◆ **What you need to do**
Beginning with the line containing "Would you mind pinning the lamp" and ending with the last line of the records, set down every line exactly.

◆ **Data**
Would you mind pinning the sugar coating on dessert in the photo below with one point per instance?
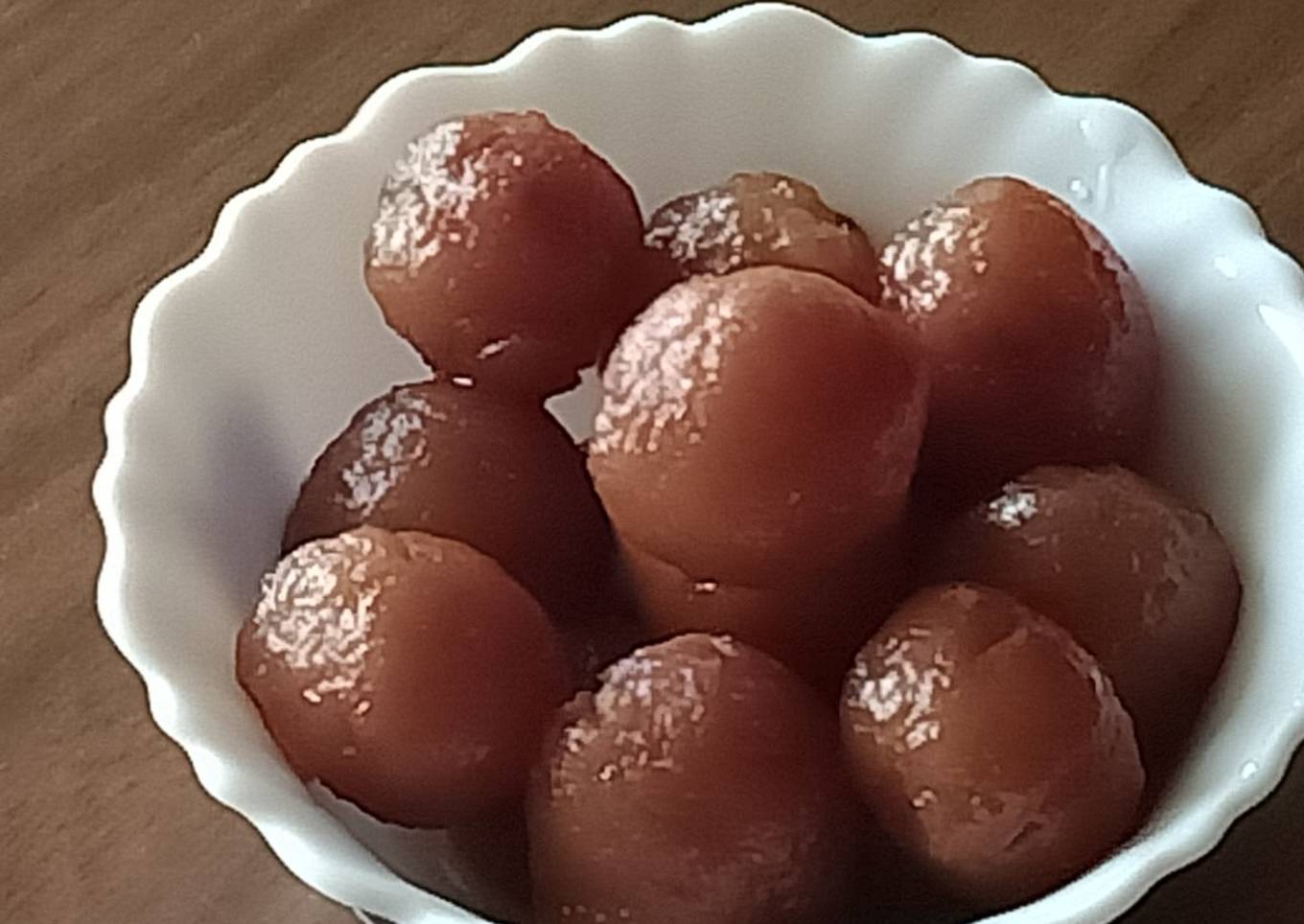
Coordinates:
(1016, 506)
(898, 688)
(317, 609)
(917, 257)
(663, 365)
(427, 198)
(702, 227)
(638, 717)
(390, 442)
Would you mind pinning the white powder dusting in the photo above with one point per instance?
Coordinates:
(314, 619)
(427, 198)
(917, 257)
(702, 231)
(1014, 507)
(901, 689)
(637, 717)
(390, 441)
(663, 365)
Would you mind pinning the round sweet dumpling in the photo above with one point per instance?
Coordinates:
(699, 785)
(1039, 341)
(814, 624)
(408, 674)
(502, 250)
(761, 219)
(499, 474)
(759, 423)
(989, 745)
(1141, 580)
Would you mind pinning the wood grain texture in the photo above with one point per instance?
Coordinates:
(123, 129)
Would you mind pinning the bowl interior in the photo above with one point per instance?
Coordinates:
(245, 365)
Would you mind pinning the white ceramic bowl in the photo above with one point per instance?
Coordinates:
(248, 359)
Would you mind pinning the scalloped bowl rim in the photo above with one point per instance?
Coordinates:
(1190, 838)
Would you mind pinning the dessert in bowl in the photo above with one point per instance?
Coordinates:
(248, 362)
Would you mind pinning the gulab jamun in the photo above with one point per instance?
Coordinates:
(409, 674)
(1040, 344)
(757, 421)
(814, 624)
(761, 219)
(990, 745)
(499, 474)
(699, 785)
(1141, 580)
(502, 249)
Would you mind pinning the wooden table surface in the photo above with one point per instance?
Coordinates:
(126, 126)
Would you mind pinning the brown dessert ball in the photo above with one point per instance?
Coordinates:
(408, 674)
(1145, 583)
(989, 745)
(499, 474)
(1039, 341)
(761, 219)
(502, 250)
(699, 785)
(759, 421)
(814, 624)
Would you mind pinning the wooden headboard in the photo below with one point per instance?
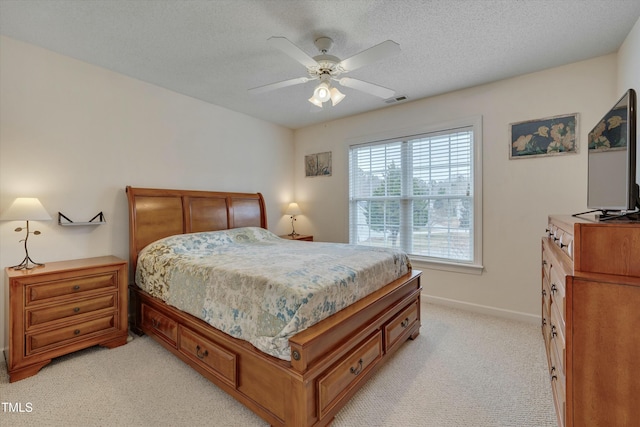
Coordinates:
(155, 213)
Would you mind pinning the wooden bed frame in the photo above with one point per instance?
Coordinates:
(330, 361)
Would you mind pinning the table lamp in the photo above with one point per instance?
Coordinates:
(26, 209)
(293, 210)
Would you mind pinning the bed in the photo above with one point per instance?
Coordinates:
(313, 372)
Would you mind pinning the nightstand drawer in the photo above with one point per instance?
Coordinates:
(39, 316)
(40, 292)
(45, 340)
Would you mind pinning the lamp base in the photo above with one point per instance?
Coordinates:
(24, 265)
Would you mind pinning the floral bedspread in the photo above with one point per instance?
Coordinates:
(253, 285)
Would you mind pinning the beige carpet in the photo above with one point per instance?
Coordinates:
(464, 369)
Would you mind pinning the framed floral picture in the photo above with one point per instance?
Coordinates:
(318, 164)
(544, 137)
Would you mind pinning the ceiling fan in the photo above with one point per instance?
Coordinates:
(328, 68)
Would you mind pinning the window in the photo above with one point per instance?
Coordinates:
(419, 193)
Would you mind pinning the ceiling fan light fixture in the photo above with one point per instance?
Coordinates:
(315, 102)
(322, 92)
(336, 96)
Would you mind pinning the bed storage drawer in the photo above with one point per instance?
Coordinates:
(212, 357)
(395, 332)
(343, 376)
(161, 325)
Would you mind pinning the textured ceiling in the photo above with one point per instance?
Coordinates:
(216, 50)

◆ **Answer to the problem**
Would you mind pinning the lamp base in the photo above with one point per instance?
Coordinates:
(24, 265)
Would you mind pinning the floral bedspread in the photo above with one point per instance?
Coordinates:
(253, 285)
Would you mind pinning the beige carpet in the photo above with one point per instance?
Coordinates:
(464, 369)
Would you mind pinning the framed floral picture in the photo above with one point per instance?
Coordinates:
(318, 164)
(544, 137)
Would you mind pinning the ceiling fan in the photo above with one point per instance?
Coordinates:
(328, 68)
Would you mind pinning the window in the photo above with one point per instance?
Coordinates:
(419, 193)
Would you mind pinning the ceiling fan light fixture in the photo above with one point per instance?
Coordinates:
(315, 102)
(322, 92)
(336, 96)
Would you mind pinning the bed storage drawer in the photo above with one point per instance?
Coordinates:
(212, 357)
(395, 332)
(343, 376)
(161, 325)
Would you mind pinning the textured ceiling in the photo above with one point per instance?
Coordinates:
(216, 50)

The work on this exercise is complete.